Recorded data:
——————————
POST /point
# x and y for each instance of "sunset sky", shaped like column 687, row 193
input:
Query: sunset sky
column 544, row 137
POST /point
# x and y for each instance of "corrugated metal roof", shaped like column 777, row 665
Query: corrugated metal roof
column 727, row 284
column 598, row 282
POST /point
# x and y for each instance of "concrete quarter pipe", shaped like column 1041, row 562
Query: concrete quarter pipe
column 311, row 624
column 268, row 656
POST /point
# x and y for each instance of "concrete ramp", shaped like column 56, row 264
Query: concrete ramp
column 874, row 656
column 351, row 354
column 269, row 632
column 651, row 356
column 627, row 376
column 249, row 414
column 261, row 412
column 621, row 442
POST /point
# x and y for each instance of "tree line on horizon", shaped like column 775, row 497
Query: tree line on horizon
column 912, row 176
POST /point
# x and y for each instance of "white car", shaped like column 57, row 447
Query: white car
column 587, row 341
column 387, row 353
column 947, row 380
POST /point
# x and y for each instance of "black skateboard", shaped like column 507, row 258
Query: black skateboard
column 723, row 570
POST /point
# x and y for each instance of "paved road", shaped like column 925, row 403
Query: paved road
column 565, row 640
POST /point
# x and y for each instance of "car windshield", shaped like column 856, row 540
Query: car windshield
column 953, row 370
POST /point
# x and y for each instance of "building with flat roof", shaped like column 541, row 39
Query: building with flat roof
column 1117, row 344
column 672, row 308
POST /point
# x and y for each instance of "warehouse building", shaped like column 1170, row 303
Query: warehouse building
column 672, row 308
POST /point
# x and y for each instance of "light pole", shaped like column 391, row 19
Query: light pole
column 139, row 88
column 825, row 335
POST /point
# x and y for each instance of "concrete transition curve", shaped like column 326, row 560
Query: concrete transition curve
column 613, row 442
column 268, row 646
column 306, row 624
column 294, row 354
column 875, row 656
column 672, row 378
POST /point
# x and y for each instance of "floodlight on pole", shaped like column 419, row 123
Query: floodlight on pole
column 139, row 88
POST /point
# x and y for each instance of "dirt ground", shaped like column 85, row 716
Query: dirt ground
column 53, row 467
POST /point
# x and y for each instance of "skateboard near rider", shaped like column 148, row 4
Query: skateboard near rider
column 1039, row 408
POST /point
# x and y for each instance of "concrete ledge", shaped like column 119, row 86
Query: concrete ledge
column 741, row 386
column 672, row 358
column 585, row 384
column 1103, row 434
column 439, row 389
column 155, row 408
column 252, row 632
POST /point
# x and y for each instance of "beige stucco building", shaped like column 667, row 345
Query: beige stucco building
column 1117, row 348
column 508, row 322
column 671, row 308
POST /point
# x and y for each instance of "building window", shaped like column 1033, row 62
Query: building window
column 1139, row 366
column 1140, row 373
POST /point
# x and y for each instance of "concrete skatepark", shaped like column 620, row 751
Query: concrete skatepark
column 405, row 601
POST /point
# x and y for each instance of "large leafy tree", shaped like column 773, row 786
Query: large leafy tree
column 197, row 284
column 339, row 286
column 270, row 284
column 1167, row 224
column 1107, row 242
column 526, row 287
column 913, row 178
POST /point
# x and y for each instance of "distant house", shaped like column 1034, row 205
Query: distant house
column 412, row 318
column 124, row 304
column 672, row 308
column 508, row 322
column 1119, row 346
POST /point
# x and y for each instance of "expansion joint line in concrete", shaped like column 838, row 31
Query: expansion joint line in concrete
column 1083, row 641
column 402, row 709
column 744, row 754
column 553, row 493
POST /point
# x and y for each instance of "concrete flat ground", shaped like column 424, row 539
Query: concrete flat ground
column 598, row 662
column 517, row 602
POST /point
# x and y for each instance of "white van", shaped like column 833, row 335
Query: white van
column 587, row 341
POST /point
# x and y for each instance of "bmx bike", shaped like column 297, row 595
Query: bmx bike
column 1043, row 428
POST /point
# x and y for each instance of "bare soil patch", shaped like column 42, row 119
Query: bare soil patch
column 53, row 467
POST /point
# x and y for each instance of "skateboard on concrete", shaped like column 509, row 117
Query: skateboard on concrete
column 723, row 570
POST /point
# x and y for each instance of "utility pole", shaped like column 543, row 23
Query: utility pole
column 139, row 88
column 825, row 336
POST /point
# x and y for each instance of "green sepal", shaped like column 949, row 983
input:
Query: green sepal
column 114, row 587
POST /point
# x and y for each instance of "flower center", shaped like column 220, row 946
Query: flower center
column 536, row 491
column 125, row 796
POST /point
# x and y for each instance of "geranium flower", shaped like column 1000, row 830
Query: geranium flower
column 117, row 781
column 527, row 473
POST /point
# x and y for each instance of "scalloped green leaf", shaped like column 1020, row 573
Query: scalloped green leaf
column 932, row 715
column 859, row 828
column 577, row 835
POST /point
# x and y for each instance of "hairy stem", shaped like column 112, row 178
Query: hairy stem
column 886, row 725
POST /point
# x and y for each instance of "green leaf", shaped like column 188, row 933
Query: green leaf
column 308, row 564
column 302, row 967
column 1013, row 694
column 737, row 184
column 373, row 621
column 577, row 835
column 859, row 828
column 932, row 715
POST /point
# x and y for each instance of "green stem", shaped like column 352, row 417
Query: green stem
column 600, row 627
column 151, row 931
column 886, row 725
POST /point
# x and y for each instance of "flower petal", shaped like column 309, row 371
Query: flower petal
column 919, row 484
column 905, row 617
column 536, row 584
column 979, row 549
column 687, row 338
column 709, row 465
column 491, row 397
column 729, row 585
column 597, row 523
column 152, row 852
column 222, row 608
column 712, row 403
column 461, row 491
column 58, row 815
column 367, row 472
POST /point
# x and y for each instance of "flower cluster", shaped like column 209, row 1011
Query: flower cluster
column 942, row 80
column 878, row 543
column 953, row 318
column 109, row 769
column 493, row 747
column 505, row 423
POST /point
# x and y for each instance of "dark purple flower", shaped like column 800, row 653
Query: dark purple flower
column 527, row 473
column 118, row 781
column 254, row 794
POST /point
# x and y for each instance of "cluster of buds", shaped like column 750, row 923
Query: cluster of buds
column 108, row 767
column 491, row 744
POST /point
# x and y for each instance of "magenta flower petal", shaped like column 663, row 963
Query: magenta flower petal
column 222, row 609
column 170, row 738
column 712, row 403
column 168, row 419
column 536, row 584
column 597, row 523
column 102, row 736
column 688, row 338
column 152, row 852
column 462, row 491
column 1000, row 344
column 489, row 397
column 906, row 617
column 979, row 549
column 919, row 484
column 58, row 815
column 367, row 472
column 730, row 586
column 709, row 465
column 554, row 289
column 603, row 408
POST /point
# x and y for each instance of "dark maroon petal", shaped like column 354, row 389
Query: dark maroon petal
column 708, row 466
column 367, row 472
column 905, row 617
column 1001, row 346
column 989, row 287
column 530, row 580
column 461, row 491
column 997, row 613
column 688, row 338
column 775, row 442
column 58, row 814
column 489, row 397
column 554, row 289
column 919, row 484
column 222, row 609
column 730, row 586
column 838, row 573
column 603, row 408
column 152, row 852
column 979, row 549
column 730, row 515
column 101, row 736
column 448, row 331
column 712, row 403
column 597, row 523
——————————
▸ **TASK PROMPT**: Would you write down every record again, exactly?

▸ **SOLVED EXERCISE**:
POST /point
# x and y for each instance of "sunset sky", shaped like column 687, row 193
input:
Query: sunset sky
column 544, row 137
POST /point
# x and y for each instance of "corrugated metal roof", shaped like column 777, row 665
Query: corrugated metal roof
column 727, row 284
column 598, row 282
POST /point
# x and y for each instance of "concrete quarter pipe", shaped like column 1041, row 562
Query: concrete quarter pipe
column 311, row 624
column 268, row 656
POST /point
# x and y for each instance of "concrete ramp", shaped like column 56, row 264
Query: concrete ramp
column 874, row 656
column 351, row 354
column 269, row 632
column 651, row 356
column 627, row 376
column 249, row 414
column 261, row 412
column 621, row 442
POST /point
# x and y for each instance of "tree line on horizon", shaped like column 775, row 497
Query: tree line on horizon
column 912, row 176
POST /point
# x and y for each instance of "white car", shaped like column 57, row 447
Query: white car
column 587, row 341
column 387, row 353
column 947, row 380
POST /point
# x and y for each instance of "black skateboard", shaped like column 507, row 258
Query: black skateboard
column 723, row 570
POST /point
# x and y for each instance of "paved road", shaped like column 925, row 403
Query: paved road
column 565, row 640
POST /point
# x and y for each instance of "car windshield", shaped like column 856, row 540
Query: car windshield
column 953, row 370
POST /point
# x and y for each instance of "building with flat roof", shaped like column 541, row 39
Query: building with flat roof
column 1117, row 344
column 672, row 308
POST /point
# x and y for each instance of "warehouse building", shaped like column 1170, row 303
Query: warehouse building
column 672, row 308
POST /point
# x and y for each instance of "light pole", shaped like column 391, row 19
Query: light pole
column 139, row 88
column 825, row 335
POST /point
# x and y for each instance of "concrete transition curve", shaped like column 326, row 560
Query: concrete transition curve
column 613, row 442
column 268, row 646
column 306, row 624
column 294, row 354
column 875, row 656
column 672, row 378
POST /point
# x and y for each instance of "floodlight on pole", shaped like column 419, row 123
Query: floodlight on pole
column 139, row 88
POST /point
# x and y for each instance of "dirt ground", shaped like column 85, row 716
Query: dirt ground
column 53, row 467
POST /point
# x and y for each instance of "skateboard near rider", shaped like column 148, row 4
Query: skateboard near rider
column 1039, row 408
POST /point
# x and y for each instance of "concrete ledge", shaped like column 119, row 86
Query: concrete ledge
column 741, row 386
column 672, row 358
column 585, row 384
column 1103, row 434
column 439, row 389
column 155, row 408
column 252, row 632
POST /point
# x and y for each instance of "beige stucco building", shaped like column 667, row 345
Query: beige stucco building
column 1117, row 348
column 508, row 322
column 671, row 308
POST /point
# x and y for each instance of "building window", shaped like column 1033, row 62
Query: building window
column 1139, row 366
column 1140, row 373
POST /point
# x and y for each instance of "concrete skatepark", shaped like column 620, row 751
Query: concrete skatepark
column 405, row 601
POST /point
# x and y for each instance of "large leafy tree", shaped like column 773, row 786
Query: large leafy tree
column 197, row 284
column 339, row 286
column 270, row 284
column 1167, row 224
column 1107, row 242
column 526, row 287
column 913, row 178
POST /point
# x and y for each instance of "distant house", shaped like column 1034, row 205
Query: distant house
column 412, row 318
column 124, row 304
column 672, row 308
column 508, row 322
column 1119, row 346
POST /point
# x and y for each instance of "expansion joint line in concrete", shaped like column 838, row 31
Query: expansion joint line in concrete
column 1083, row 641
column 402, row 709
column 744, row 754
column 553, row 493
POST /point
# x and y for each instance of "concrete flat ground", shaped like column 424, row 539
Query: concrete flat ground
column 598, row 662
column 517, row 602
POST /point
# x and y for each instance of "white van", shaped like column 833, row 335
Query: white van
column 587, row 341
POST /point
# x and y for each instance of "bmx bike", shaped like column 297, row 595
Query: bmx bike
column 1043, row 428
POST /point
# x and y for each instance of "bare soil patch", shaped like column 42, row 119
Query: bare soil patch
column 53, row 467
POST /point
# x and y for each instance of "skateboard on concrete", shaped like column 509, row 117
Query: skateboard on concrete
column 723, row 570
POST /point
# x and y for each instance of "utility pole", shaped like column 543, row 23
Query: utility pole
column 139, row 88
column 825, row 336
POST /point
# x and y for each instance of "green sepal", shaped like column 949, row 983
input:
Query: green sepal
column 114, row 587
POST /point
# x and y for each instance of "flower center", shaped like column 220, row 946
Query: flower center
column 536, row 491
column 125, row 796
POST /point
# x and y for each instance of "geranium flower", shaped like column 1000, row 830
Query: geranium flower
column 117, row 781
column 527, row 473
POST /point
# x and y for each instance of "scalloped green leaf", shaped like column 1020, row 573
Query: scalloped green leaf
column 932, row 715
column 859, row 828
column 577, row 835
POST /point
# x and y for each instance of "hairy stem", shaped like column 112, row 178
Query: hairy stem
column 886, row 725
POST /point
# x and y for each instance of "green leaf", shaped like column 188, row 933
Query: green leaf
column 308, row 564
column 302, row 967
column 1013, row 694
column 737, row 184
column 373, row 621
column 577, row 835
column 859, row 828
column 932, row 715
POST /point
# x and y for each instance of "green stem", shaped like column 352, row 417
Query: green stem
column 600, row 627
column 151, row 931
column 886, row 725
POST /point
# x and y for each instance of "flower petal", shaped like column 309, row 371
Query: flower petal
column 919, row 484
column 905, row 617
column 536, row 584
column 979, row 549
column 687, row 338
column 709, row 465
column 491, row 397
column 729, row 585
column 597, row 523
column 152, row 852
column 222, row 608
column 712, row 403
column 461, row 491
column 58, row 815
column 367, row 472
POST /point
# x and y for each instance of "flower cluster", shaped like column 209, row 1011
Query: flower cluster
column 942, row 80
column 878, row 543
column 953, row 318
column 109, row 769
column 493, row 747
column 505, row 423
POST /point
# x and y for each instance of "dark purple flower", shaped like column 800, row 653
Query: dark purple flower
column 527, row 473
column 118, row 781
column 254, row 794
POST /point
# x and y for each instance of "cluster of buds", shaped like column 750, row 923
Query: cluster of buds
column 108, row 767
column 491, row 744
POST /point
# x and y for each instance of "magenta flower petal", shaped like column 663, row 963
Query: magenta flower petal
column 222, row 609
column 170, row 738
column 712, row 403
column 168, row 419
column 536, row 584
column 597, row 523
column 102, row 736
column 688, row 338
column 152, row 852
column 462, row 491
column 1000, row 344
column 489, row 397
column 906, row 617
column 979, row 549
column 919, row 484
column 58, row 815
column 367, row 472
column 730, row 586
column 709, row 465
column 554, row 289
column 603, row 408
POST /point
# x and y for each instance of "dark maroon petal", shaped like column 354, row 389
Query: dark maroon petal
column 708, row 466
column 367, row 472
column 905, row 617
column 1001, row 346
column 989, row 287
column 530, row 580
column 461, row 491
column 997, row 613
column 688, row 338
column 775, row 442
column 58, row 814
column 489, row 397
column 554, row 289
column 919, row 484
column 222, row 609
column 730, row 586
column 838, row 573
column 603, row 408
column 152, row 852
column 979, row 549
column 730, row 515
column 101, row 736
column 448, row 331
column 712, row 403
column 597, row 523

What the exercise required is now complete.